THE TASK:
How many lines of the listing below contain the string "suit"? Case counts; reply with the number only.

Extracted data entries:
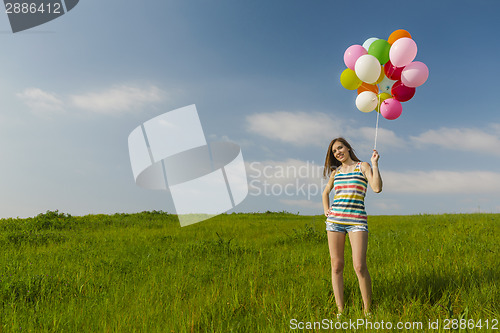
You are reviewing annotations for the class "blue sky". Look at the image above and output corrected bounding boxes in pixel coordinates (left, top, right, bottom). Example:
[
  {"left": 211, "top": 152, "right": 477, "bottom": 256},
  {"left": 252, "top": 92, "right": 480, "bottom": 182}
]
[{"left": 0, "top": 0, "right": 500, "bottom": 217}]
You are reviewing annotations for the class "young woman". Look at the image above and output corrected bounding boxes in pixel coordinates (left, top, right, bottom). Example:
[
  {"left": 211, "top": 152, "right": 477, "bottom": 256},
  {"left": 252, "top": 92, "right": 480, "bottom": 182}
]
[{"left": 323, "top": 138, "right": 382, "bottom": 317}]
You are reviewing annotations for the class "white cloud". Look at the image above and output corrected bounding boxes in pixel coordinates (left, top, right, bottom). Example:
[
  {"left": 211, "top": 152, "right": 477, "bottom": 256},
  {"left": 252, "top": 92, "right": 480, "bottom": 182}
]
[
  {"left": 246, "top": 111, "right": 342, "bottom": 147},
  {"left": 246, "top": 111, "right": 407, "bottom": 150},
  {"left": 356, "top": 127, "right": 407, "bottom": 150},
  {"left": 17, "top": 88, "right": 64, "bottom": 113},
  {"left": 411, "top": 124, "right": 500, "bottom": 155},
  {"left": 69, "top": 85, "right": 165, "bottom": 114},
  {"left": 382, "top": 170, "right": 500, "bottom": 195},
  {"left": 280, "top": 199, "right": 323, "bottom": 209}
]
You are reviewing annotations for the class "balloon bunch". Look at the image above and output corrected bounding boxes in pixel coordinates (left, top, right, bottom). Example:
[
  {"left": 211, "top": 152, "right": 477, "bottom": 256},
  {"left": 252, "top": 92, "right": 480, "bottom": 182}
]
[{"left": 340, "top": 29, "right": 429, "bottom": 120}]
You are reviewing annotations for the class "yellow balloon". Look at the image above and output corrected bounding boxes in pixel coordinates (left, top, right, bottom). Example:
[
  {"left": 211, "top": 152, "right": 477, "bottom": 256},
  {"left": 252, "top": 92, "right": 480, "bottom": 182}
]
[
  {"left": 377, "top": 93, "right": 392, "bottom": 112},
  {"left": 340, "top": 68, "right": 363, "bottom": 90}
]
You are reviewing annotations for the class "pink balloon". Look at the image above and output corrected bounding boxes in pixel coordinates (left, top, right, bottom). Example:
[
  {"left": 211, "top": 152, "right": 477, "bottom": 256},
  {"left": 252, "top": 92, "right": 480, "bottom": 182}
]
[
  {"left": 389, "top": 37, "right": 417, "bottom": 67},
  {"left": 344, "top": 45, "right": 368, "bottom": 70},
  {"left": 391, "top": 81, "right": 416, "bottom": 102},
  {"left": 401, "top": 61, "right": 429, "bottom": 87},
  {"left": 380, "top": 98, "right": 403, "bottom": 120},
  {"left": 384, "top": 60, "right": 404, "bottom": 81}
]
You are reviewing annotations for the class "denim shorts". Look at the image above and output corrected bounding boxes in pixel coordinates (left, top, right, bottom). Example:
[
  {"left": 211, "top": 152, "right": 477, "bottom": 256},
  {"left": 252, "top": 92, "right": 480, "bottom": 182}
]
[{"left": 325, "top": 222, "right": 368, "bottom": 234}]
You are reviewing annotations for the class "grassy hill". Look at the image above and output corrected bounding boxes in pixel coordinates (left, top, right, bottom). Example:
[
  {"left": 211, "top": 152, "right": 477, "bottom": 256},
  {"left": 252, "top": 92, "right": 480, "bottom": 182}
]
[{"left": 0, "top": 211, "right": 500, "bottom": 332}]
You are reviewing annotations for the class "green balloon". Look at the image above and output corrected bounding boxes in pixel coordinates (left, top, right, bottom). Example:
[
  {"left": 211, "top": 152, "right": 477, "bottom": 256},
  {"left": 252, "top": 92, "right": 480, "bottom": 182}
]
[{"left": 368, "top": 39, "right": 391, "bottom": 65}]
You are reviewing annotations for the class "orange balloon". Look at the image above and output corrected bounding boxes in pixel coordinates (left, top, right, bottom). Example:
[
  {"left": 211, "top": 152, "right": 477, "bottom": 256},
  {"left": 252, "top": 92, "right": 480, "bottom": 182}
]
[
  {"left": 387, "top": 29, "right": 411, "bottom": 45},
  {"left": 358, "top": 82, "right": 378, "bottom": 95}
]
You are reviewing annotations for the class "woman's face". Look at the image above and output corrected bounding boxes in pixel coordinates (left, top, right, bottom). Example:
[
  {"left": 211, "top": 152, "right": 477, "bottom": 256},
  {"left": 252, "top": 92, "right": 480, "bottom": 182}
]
[{"left": 332, "top": 141, "right": 350, "bottom": 163}]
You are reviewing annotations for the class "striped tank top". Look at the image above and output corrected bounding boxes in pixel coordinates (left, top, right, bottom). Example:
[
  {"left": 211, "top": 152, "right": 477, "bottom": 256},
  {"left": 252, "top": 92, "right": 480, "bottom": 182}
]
[{"left": 326, "top": 162, "right": 368, "bottom": 225}]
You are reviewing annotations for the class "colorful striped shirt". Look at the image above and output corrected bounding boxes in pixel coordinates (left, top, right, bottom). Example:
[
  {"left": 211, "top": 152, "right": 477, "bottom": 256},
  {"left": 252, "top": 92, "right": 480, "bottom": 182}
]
[{"left": 326, "top": 162, "right": 368, "bottom": 225}]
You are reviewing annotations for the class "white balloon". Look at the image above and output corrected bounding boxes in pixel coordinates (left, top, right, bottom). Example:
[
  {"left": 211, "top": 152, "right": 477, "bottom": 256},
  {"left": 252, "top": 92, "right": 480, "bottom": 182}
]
[
  {"left": 362, "top": 37, "right": 380, "bottom": 51},
  {"left": 354, "top": 54, "right": 382, "bottom": 84},
  {"left": 356, "top": 91, "right": 378, "bottom": 112}
]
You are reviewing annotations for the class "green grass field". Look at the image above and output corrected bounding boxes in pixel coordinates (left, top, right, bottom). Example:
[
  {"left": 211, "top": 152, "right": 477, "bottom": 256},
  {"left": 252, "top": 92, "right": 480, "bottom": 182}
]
[{"left": 0, "top": 211, "right": 500, "bottom": 332}]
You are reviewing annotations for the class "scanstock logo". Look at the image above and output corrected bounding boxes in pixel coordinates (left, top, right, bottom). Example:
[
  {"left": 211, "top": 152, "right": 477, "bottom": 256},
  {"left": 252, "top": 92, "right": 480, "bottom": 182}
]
[
  {"left": 3, "top": 0, "right": 79, "bottom": 33},
  {"left": 128, "top": 104, "right": 248, "bottom": 227}
]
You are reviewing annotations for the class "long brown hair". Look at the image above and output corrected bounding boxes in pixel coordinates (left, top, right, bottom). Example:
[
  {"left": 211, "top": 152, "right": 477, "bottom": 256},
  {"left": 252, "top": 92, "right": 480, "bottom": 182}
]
[{"left": 323, "top": 137, "right": 361, "bottom": 178}]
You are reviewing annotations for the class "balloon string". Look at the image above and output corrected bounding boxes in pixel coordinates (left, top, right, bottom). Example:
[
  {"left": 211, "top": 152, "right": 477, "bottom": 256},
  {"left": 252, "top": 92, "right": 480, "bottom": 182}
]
[{"left": 373, "top": 94, "right": 382, "bottom": 150}]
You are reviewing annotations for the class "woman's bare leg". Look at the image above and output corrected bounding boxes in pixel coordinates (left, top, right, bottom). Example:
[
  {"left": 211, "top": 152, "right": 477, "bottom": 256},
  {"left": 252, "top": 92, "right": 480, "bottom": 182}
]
[
  {"left": 327, "top": 231, "right": 345, "bottom": 313},
  {"left": 349, "top": 231, "right": 372, "bottom": 314}
]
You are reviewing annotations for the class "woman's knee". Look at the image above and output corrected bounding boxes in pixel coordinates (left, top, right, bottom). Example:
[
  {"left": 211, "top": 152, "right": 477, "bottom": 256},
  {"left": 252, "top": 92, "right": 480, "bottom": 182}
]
[
  {"left": 332, "top": 259, "right": 344, "bottom": 274},
  {"left": 353, "top": 262, "right": 368, "bottom": 276}
]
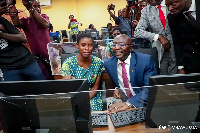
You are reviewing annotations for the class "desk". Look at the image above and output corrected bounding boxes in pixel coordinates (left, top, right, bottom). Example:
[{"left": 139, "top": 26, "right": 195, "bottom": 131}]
[{"left": 93, "top": 111, "right": 171, "bottom": 133}]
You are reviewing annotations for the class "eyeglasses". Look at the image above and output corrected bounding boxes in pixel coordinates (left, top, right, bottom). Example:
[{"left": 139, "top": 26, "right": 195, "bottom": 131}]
[{"left": 111, "top": 43, "right": 132, "bottom": 48}]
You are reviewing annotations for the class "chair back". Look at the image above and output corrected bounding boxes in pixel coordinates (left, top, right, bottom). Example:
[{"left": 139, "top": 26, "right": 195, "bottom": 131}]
[{"left": 133, "top": 47, "right": 160, "bottom": 74}]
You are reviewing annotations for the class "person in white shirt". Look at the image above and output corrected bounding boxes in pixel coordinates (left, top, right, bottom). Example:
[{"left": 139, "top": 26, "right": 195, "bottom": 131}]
[
  {"left": 134, "top": 0, "right": 177, "bottom": 75},
  {"left": 104, "top": 34, "right": 157, "bottom": 113}
]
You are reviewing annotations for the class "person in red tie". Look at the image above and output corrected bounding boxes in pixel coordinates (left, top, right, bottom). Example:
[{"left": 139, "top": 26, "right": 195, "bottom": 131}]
[
  {"left": 134, "top": 0, "right": 178, "bottom": 75},
  {"left": 104, "top": 34, "right": 157, "bottom": 113}
]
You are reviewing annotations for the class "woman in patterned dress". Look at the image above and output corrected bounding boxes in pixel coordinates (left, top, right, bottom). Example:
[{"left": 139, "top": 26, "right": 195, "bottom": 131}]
[{"left": 61, "top": 34, "right": 103, "bottom": 111}]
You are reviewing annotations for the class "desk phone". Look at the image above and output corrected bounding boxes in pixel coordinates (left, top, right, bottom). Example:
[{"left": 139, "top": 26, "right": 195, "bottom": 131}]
[{"left": 110, "top": 108, "right": 146, "bottom": 127}]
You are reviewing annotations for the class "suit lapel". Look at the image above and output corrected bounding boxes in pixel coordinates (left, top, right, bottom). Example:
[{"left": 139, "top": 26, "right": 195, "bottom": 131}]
[
  {"left": 111, "top": 57, "right": 119, "bottom": 87},
  {"left": 151, "top": 6, "right": 164, "bottom": 29},
  {"left": 129, "top": 52, "right": 136, "bottom": 86}
]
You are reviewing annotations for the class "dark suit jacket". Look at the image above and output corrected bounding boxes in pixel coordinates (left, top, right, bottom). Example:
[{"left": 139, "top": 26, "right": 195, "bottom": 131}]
[
  {"left": 168, "top": 0, "right": 200, "bottom": 73},
  {"left": 104, "top": 52, "right": 157, "bottom": 107}
]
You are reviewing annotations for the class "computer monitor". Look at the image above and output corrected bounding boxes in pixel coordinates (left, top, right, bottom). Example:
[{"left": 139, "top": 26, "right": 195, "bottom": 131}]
[
  {"left": 85, "top": 29, "right": 92, "bottom": 34},
  {"left": 0, "top": 79, "right": 92, "bottom": 133},
  {"left": 145, "top": 73, "right": 200, "bottom": 129}
]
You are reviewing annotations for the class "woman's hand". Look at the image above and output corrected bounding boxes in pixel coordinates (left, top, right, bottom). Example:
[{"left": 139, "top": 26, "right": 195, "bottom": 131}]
[
  {"left": 62, "top": 75, "right": 75, "bottom": 79},
  {"left": 0, "top": 1, "right": 8, "bottom": 15},
  {"left": 22, "top": 0, "right": 33, "bottom": 10}
]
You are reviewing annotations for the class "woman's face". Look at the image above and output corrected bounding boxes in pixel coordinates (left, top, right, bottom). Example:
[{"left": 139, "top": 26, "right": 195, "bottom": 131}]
[{"left": 76, "top": 37, "right": 93, "bottom": 58}]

TASK SOLUTION:
2